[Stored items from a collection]

——

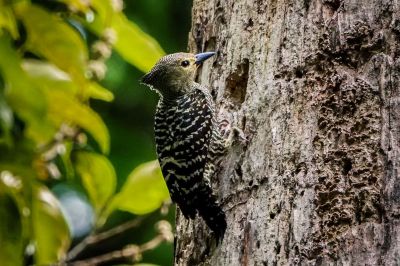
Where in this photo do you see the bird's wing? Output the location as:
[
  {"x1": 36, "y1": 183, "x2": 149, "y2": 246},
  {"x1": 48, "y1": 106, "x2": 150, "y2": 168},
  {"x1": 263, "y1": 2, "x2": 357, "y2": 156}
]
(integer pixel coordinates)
[{"x1": 156, "y1": 89, "x2": 213, "y2": 218}]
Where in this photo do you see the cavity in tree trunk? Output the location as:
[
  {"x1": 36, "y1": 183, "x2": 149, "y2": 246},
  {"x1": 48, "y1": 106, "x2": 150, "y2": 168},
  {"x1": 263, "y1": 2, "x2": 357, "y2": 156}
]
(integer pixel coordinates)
[{"x1": 175, "y1": 0, "x2": 400, "y2": 265}]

——

## What to work on
Rewrite all the records above, replacing "photo" with "image" and keeping everything else unchanged. Omit the pictures from your answer.

## Exercise answer
Where in this image do you see the bird's wing? Output the location as:
[
  {"x1": 36, "y1": 183, "x2": 149, "y2": 246},
  {"x1": 48, "y1": 106, "x2": 150, "y2": 168},
  {"x1": 263, "y1": 2, "x2": 357, "y2": 156}
]
(integer pixel coordinates)
[{"x1": 156, "y1": 89, "x2": 213, "y2": 218}]
Where in this image do you see the cavity in tree trunk? Output the location as:
[
  {"x1": 36, "y1": 183, "x2": 149, "y2": 246},
  {"x1": 48, "y1": 106, "x2": 150, "y2": 168},
  {"x1": 263, "y1": 2, "x2": 357, "y2": 156}
]
(integer pixel coordinates)
[{"x1": 175, "y1": 0, "x2": 400, "y2": 265}]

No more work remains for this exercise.